● **DATASET**
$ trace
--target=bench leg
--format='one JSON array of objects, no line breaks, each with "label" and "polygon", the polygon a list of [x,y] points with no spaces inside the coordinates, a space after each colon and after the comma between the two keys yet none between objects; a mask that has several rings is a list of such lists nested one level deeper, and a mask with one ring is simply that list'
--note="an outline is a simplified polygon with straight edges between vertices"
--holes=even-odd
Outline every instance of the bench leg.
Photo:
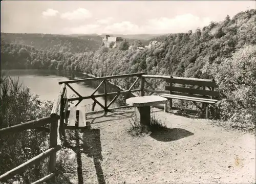
[{"label": "bench leg", "polygon": [[172,108],[173,107],[173,99],[170,99],[169,102],[170,103],[170,108],[172,109]]},{"label": "bench leg", "polygon": [[164,112],[168,112],[168,106],[167,106],[167,102],[164,104]]},{"label": "bench leg", "polygon": [[205,112],[205,118],[208,119],[209,117],[209,104],[206,104],[206,112]]},{"label": "bench leg", "polygon": [[136,125],[140,125],[143,131],[147,132],[151,123],[150,106],[135,107],[134,111]]}]

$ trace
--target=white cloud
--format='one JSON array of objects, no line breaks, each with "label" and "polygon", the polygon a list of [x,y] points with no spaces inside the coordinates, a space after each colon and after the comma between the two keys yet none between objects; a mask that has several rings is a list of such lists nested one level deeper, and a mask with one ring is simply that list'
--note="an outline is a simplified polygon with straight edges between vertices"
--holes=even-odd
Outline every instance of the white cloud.
[{"label": "white cloud", "polygon": [[113,17],[107,17],[97,20],[97,22],[100,24],[109,24],[114,19]]},{"label": "white cloud", "polygon": [[173,18],[161,17],[148,20],[144,29],[161,33],[186,32],[189,30],[207,26],[210,20],[209,17],[200,18],[191,14],[186,14],[176,16]]},{"label": "white cloud", "polygon": [[140,30],[141,29],[138,25],[133,24],[130,21],[123,21],[107,26],[102,30],[102,32],[117,34],[136,33],[141,32],[141,30]]},{"label": "white cloud", "polygon": [[[106,19],[107,19],[106,18]],[[98,20],[97,21],[99,23]],[[109,34],[166,34],[187,32],[197,28],[207,26],[211,20],[208,17],[200,18],[191,14],[178,15],[172,18],[160,17],[148,19],[140,26],[131,21],[123,21],[112,24],[89,25],[67,29],[71,33]],[[103,21],[101,21],[103,22]],[[104,22],[106,22],[106,20]],[[69,30],[69,31],[68,31]]]},{"label": "white cloud", "polygon": [[69,20],[81,20],[92,17],[92,13],[84,8],[78,8],[73,12],[68,12],[61,14],[60,17]]},{"label": "white cloud", "polygon": [[43,11],[42,16],[44,17],[46,17],[48,16],[55,16],[57,15],[57,14],[59,13],[59,11],[58,10],[53,10],[51,8],[49,8],[46,11]]}]

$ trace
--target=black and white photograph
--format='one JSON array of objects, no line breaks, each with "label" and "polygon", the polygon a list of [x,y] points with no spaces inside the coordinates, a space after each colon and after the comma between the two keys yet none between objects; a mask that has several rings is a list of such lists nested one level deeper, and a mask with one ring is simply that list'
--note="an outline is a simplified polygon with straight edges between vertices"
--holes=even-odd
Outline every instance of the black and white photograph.
[{"label": "black and white photograph", "polygon": [[256,1],[1,2],[0,184],[256,183]]}]

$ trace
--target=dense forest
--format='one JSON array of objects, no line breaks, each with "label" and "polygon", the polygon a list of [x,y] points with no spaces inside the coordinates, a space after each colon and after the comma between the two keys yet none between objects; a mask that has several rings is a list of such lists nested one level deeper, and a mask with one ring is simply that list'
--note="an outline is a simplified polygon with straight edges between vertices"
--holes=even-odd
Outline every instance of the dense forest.
[{"label": "dense forest", "polygon": [[[101,39],[96,38],[86,40],[70,36],[60,38],[59,36],[38,35],[27,34],[26,36],[30,38],[26,38],[23,42],[17,41],[20,37],[19,34],[13,34],[12,37],[2,37],[1,34],[1,68],[65,70],[86,72],[96,76],[144,72],[179,77],[213,78],[220,85],[219,89],[225,98],[234,97],[231,89],[234,87],[233,90],[238,90],[239,85],[248,86],[249,84],[254,86],[256,81],[256,70],[254,72],[253,70],[256,65],[253,65],[256,54],[255,10],[240,12],[232,18],[227,15],[223,21],[211,22],[194,33],[189,31],[186,33],[153,38],[150,41],[156,40],[157,43],[144,50],[128,49],[130,45],[144,46],[142,41],[137,40],[125,40],[117,48],[109,49],[101,47]],[[98,42],[97,46],[94,44],[95,42]],[[94,46],[90,48],[89,45]],[[95,50],[97,48],[98,49]],[[242,67],[234,66],[233,68],[238,71],[233,71],[230,68],[231,64],[236,62],[232,61],[237,60],[241,64],[240,61],[244,58],[248,60],[244,61]],[[248,63],[247,60],[251,62]],[[222,67],[220,68],[220,66]],[[246,67],[250,67],[250,70]],[[243,80],[238,82],[237,79],[233,79],[234,81],[231,81],[225,77],[221,73],[223,71],[229,73],[230,79],[237,75],[240,79],[244,77]],[[133,80],[120,79],[113,82],[126,88]],[[223,88],[222,82],[225,83]],[[161,88],[164,84],[163,81],[156,80],[153,83],[155,88]],[[253,96],[255,100],[254,90]],[[237,98],[242,97],[238,95],[235,98]],[[243,103],[239,104],[244,106],[246,103]]]}]

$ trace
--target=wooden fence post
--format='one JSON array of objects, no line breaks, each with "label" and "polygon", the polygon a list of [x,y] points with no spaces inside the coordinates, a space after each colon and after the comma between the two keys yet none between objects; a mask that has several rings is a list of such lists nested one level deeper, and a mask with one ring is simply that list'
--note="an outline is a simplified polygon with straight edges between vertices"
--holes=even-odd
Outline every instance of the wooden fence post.
[{"label": "wooden fence post", "polygon": [[144,79],[142,76],[140,76],[140,96],[144,96]]},{"label": "wooden fence post", "polygon": [[104,111],[105,111],[105,112],[106,112],[106,110],[107,110],[107,105],[106,105],[106,102],[107,102],[107,99],[106,99],[106,95],[107,95],[107,91],[106,91],[106,80],[104,79],[103,80],[103,86],[104,86],[104,94],[105,95],[105,96],[104,96],[104,101],[105,101],[105,104],[104,104]]},{"label": "wooden fence post", "polygon": [[[60,138],[61,139],[62,136],[65,135],[65,128],[64,128],[64,102],[65,100],[65,97],[64,97],[64,95],[65,93],[67,93],[66,91],[66,85],[64,85],[63,87],[63,93],[61,94],[61,98],[60,98],[60,125],[59,125],[59,136]],[[67,98],[66,98],[67,99]]]},{"label": "wooden fence post", "polygon": [[[55,147],[57,143],[58,120],[56,118],[51,123],[51,128],[50,130],[50,148]],[[56,152],[52,153],[50,156],[48,165],[48,172],[49,173],[55,172],[56,157]],[[55,182],[55,177],[54,177],[51,179],[51,181]]]}]

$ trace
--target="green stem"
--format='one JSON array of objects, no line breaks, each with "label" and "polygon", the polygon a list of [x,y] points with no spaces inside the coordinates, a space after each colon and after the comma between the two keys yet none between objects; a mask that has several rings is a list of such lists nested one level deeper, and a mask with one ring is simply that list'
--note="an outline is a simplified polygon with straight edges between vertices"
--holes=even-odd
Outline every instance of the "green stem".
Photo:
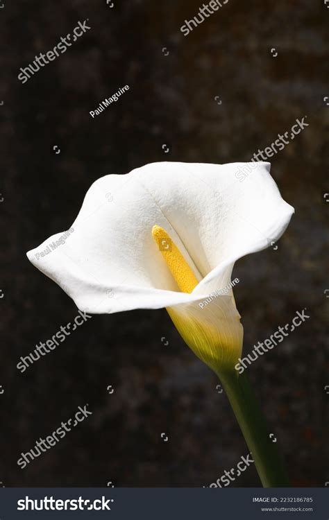
[{"label": "green stem", "polygon": [[269,437],[266,420],[246,374],[233,370],[217,374],[249,448],[263,487],[289,487],[276,442]]}]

● **GIVEN EXERCISE**
Exact duplication of all the records is required; pictures are omitted from the copy.

● **FULL ANSWER**
$ trace
--target=bench leg
--format='one JSON array of objects, no line breaks, each with "label" and "polygon", the polygon a list of [x,y] points with no spaces inside the coordinates, a space after each colon and after the comma between the two keys yet none between objects; a mask that has several rings is a list of such lists nested one level deeper, and a mask with one ring is simply that list'
--note="an outline is a simplified polygon with straight edges between vertices"
--holes=even-odd
Outline every instance of the bench leg.
Photo:
[{"label": "bench leg", "polygon": [[172,108],[173,107],[173,99],[170,99],[169,102],[170,103],[170,108],[172,109]]},{"label": "bench leg", "polygon": [[164,112],[168,112],[168,106],[167,106],[167,102],[164,104]]},{"label": "bench leg", "polygon": [[205,112],[205,118],[208,119],[209,117],[209,104],[206,104],[206,112]]},{"label": "bench leg", "polygon": [[136,125],[140,125],[143,131],[147,132],[151,123],[150,106],[135,107],[134,111]]}]

$ trace
--target=white cloud
--format='one JSON array of objects, no line breaks, each with "label" and "polygon", the polygon a list of [x,y] points with no spaces inside the coordinates, a space after each colon and after the comma between the two keys yet none between objects; a mask that has several rings is a list of such lists nested one level deeper, and a mask with one ring is simply that list'
--note="an outline is a simplified polygon with straight edges between vertices"
--holes=even-odd
Outline every instance of the white cloud.
[{"label": "white cloud", "polygon": [[113,17],[107,17],[97,20],[97,22],[100,24],[109,24],[114,19]]},{"label": "white cloud", "polygon": [[173,18],[161,17],[148,20],[144,29],[161,33],[186,32],[189,30],[207,26],[210,20],[209,17],[200,18],[191,14],[186,14],[176,16]]},{"label": "white cloud", "polygon": [[140,30],[141,29],[138,25],[133,24],[130,21],[123,21],[107,26],[102,30],[102,32],[117,34],[136,33],[141,32],[141,30]]},{"label": "white cloud", "polygon": [[[106,19],[107,19],[106,18]],[[98,20],[97,21],[99,23]],[[109,34],[166,34],[187,32],[197,28],[207,26],[211,20],[208,17],[200,18],[191,14],[178,15],[172,18],[160,17],[148,19],[140,26],[131,21],[123,21],[112,24],[89,25],[67,29],[71,33]],[[103,21],[101,21],[103,22]],[[104,22],[106,22],[106,20]],[[69,30],[69,31],[68,31]]]},{"label": "white cloud", "polygon": [[69,20],[81,20],[92,17],[92,13],[84,8],[78,8],[73,12],[68,12],[61,14],[60,17]]},{"label": "white cloud", "polygon": [[43,11],[42,16],[44,17],[46,17],[48,16],[55,16],[57,15],[57,14],[59,13],[59,11],[58,10],[53,10],[51,8],[49,8],[46,11]]}]

$ trace
--target=black and white photograph
--format='one JSON array of objects, no line breaks, each with "label" and "polygon", the polygon a list of [x,y] points with no spaces inside the coordinates, a space after each colon and after the comma between the two keys yet none between objects; a mask that has several rings is a list of such lists nested one level deeper, and a mask with one ring is simply that list'
--note="an outline is a simplified polygon with straight edges between vertices"
--holes=even-odd
Outline every instance of the black and white photograph.
[{"label": "black and white photograph", "polygon": [[256,1],[1,2],[0,184],[256,183]]}]

$ trace
--target=dense forest
--format='one JSON array of objects, no line breaks, each with "label" and "polygon", the polygon a list of [x,y] points with no spaces inside the coordinates, a space after each colon and after the comma between the two keys yet none between objects; a mask that has several rings is a list of such lists nested one level deeper, and a mask with one ring is simply that list'
--note="an outline is a simplified polygon with straight edges between vertices"
--holes=even-odd
Outline every instance of the dense forest.
[{"label": "dense forest", "polygon": [[[101,39],[96,38],[86,40],[70,36],[60,38],[59,36],[38,35],[27,34],[26,36],[30,38],[26,38],[23,42],[17,41],[20,37],[19,34],[13,34],[12,37],[2,37],[1,34],[1,68],[65,70],[86,72],[96,76],[144,72],[179,77],[213,78],[220,85],[219,89],[225,98],[234,97],[231,89],[234,87],[233,90],[238,90],[239,85],[248,86],[249,84],[254,86],[256,81],[256,70],[254,72],[253,70],[256,65],[253,65],[256,54],[255,10],[240,12],[232,18],[227,15],[223,21],[211,22],[194,33],[189,31],[186,33],[153,38],[150,41],[156,40],[157,43],[144,50],[128,49],[130,45],[144,46],[142,41],[137,40],[125,40],[117,48],[109,49],[101,47]],[[98,42],[97,46],[94,44],[95,42]],[[94,46],[90,48],[89,45]],[[95,50],[97,48],[98,49]],[[242,67],[234,66],[233,68],[238,71],[233,71],[230,68],[231,64],[236,62],[232,61],[237,60],[241,64],[240,61],[244,58],[248,60],[244,61]],[[248,63],[247,60],[251,62]],[[222,67],[220,68],[220,66]],[[246,67],[250,67],[250,70]],[[243,80],[238,82],[237,79],[233,79],[234,81],[231,81],[225,77],[221,73],[223,71],[229,73],[230,79],[237,75],[240,79],[244,77]],[[133,80],[120,79],[113,82],[126,88]],[[223,88],[222,82],[225,83]],[[161,88],[164,84],[163,81],[156,80],[153,83],[155,88]],[[253,96],[255,100],[254,90]],[[237,98],[242,97],[238,95],[235,98]],[[243,103],[239,104],[244,106],[246,103]]]}]

$ trace
--target=wooden fence post
--format='one JSON array of objects, no line breaks, each with "label" and "polygon", the polygon a list of [x,y] points with no spaces inside the coordinates, a space after each colon and after the comma between the two keys yet none between objects; a mask that has several rings is a list of such lists nested one level deeper, and a mask with one ring is simply that list'
--note="an outline is a simplified polygon with straight edges between vertices"
--holes=even-odd
Outline every instance of the wooden fence post.
[{"label": "wooden fence post", "polygon": [[144,79],[142,76],[140,76],[140,96],[144,96]]},{"label": "wooden fence post", "polygon": [[104,111],[105,111],[105,112],[106,112],[106,110],[107,110],[107,105],[106,105],[106,102],[107,102],[107,99],[106,99],[106,95],[107,95],[107,91],[106,91],[106,80],[104,79],[103,80],[103,86],[104,86],[104,94],[105,95],[105,96],[104,96],[104,101],[105,101],[105,104],[104,104]]},{"label": "wooden fence post", "polygon": [[[60,138],[61,139],[62,136],[65,135],[65,128],[64,128],[64,102],[65,100],[65,97],[64,97],[64,95],[65,93],[67,93],[66,91],[66,85],[64,85],[63,87],[63,93],[61,94],[61,98],[60,98],[60,125],[59,125],[59,136]],[[67,98],[66,98],[67,99]]]},{"label": "wooden fence post", "polygon": [[[55,147],[57,143],[58,120],[56,118],[51,123],[51,128],[50,130],[50,148]],[[56,152],[52,153],[50,156],[48,165],[48,172],[49,173],[55,172],[56,157]],[[55,182],[55,177],[54,177],[51,179],[51,181]]]}]

$ trace
--target="green stem"
--format='one JSON array of objects, no line breaks, each with "label" and "polygon", the polygon a list of [x,y] points with no spaces inside the coordinates, a space after each colon and after the comma between the two keys yet none between objects; a mask that has several rings is a list of such lists nested one level deeper, and a mask with one ring is simply that list'
--note="an outline is a simplified polygon with straight edges between vertices"
--holes=even-odd
Outline every instance of the "green stem".
Photo:
[{"label": "green stem", "polygon": [[269,437],[266,420],[246,374],[233,370],[217,374],[249,448],[263,487],[289,487],[276,442]]}]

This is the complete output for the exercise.